--- STORED DATA ---

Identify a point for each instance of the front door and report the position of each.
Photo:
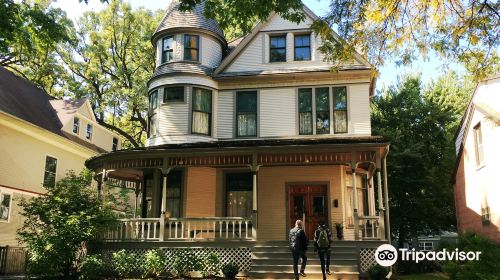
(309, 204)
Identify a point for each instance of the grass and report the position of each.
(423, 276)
* * *
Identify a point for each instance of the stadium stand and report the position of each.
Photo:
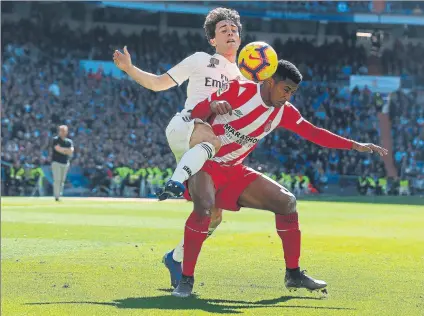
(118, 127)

--- OBJECTIVE ---
Pull out and copy each line of the listing above that contains the word "position". Case counts.

--- RESULT OF THIS TASK ---
Identify a point for each instance of the front door and report the position of each.
Identify a point for each instance of the grass and report the position of each.
Identify a point for each instance of the stadium stand and report the position of each.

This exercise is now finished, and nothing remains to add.